=== TEXT SECTION ===
__________

If you work for a frontier AI company, either because you think they care about saving the world or especially if you think that you will be the one to influence them, you are deluded. Wake up and quit.
If you care about protecting the world, you will quit, even though it will be hard to give up the money and the prestige and the hope that they would fix the problem. The actual path to reducing AI risk is not as glamorous or as clear at this point as following the instructions of a wealthy and well-organized corporation, but at least you will be going in the right direction.
The early 80k-style advice to work at an AI lab was mainly to make technical discoveries for safety that e.g. academia didn't have the resources for. When they were small, it also made some sense to try to influence the industry culture. Now, this advice is crazy-- there is no way 1 EA joining a 1000 person company with duties to their investors and locked in a death race is going to "influence" it. The influence goes entirely the other way. If you weren't frogboiled, you would never have selected this path for influence.
There's a lot more to say on this, but I think this is the crux. Your chance for positive marginal impact for AI Safety is not with the labs. If you work for the labs, you're probably just a henchman for a supervillain megaproject, and you can have some positive counterfactual impact right now by quitting. Don't sell out.
I think there was a time when it seemed like a good idea, back when the companies were small and there was more of a chance of setting their standards and culture. Back in 2016 I thought on balance we should try to put Safety people in OpenAI, for instance. OpenAI was supposed to be explicitly Safety-oriented, but any company's safety division seemed like it might pay off to stock with Safety people.
I think everything had clearly changed around the chatGPT moment. The companies had a successful paradigm for making the models, the product was extremely valuable, and the race was very clearly on. At this time, EAs still believed that OpenAI and Anthropic were on their side because they had Safety teams (including many EAs) and talked a lot about Safety, in fact claiming to be developing AGI for the sake of Safety. Actual influence from EA employees to do things that were safe that weren't good for the mission of those companies was already lost at this point, imo.

__________

=== RECORD EXCERPTS ===
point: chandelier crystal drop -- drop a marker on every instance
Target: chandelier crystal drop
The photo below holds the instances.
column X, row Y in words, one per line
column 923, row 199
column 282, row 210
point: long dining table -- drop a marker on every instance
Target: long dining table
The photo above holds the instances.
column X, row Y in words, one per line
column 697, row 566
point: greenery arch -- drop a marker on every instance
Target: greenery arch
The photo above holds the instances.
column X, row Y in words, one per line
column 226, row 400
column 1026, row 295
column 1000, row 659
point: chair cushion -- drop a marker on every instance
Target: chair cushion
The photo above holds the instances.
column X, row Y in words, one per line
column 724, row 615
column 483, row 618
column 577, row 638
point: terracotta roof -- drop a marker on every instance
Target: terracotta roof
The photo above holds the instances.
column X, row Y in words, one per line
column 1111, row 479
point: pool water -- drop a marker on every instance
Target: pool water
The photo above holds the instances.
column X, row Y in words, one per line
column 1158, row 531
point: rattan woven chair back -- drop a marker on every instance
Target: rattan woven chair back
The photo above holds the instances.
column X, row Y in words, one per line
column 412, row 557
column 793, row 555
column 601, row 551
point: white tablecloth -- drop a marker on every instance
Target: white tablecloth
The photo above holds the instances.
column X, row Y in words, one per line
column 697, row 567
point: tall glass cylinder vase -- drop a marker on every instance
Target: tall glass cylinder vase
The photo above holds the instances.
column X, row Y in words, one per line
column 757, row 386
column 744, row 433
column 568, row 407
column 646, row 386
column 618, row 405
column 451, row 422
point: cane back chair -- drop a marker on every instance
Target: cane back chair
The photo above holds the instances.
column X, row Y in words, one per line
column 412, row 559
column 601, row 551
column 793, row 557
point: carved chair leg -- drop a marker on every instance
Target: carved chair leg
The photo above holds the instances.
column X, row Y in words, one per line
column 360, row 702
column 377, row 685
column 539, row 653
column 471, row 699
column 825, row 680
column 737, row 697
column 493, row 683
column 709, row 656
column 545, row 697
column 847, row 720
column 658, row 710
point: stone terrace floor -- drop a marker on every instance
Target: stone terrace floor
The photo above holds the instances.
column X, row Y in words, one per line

__________

=== TASKS TO CARRY OUT ===
1) Say whether each statement agrees with the post on working at frontier AI companies. Answer yes or no, and quote the words that decide it.
(a) The early advice to work at an AI lab was mainly about making technical safety discoveries.
(b) In 2016 the writer thought Safety people should be kept out of OpenAI.
(c) The writer places the clear change around the chatGPT moment.
2) List every thing that the post on working at frontier AI companies says will be hard to give up when quitting.

=== ANSWER LIST ===
1)
(a) Yes: "The early 80k-style advice to work at an AI lab was mainly to make technical discoveries for safety that e.g. academia didn't have the resources for."
(b) No: "Back in 2016 I thought on balance we should try to put Safety people in OpenAI, for instance."
(c) Yes: "I think everything had clearly changed around the chatGPT moment."

2)
the money
the prestige
the hope that they would fix the problem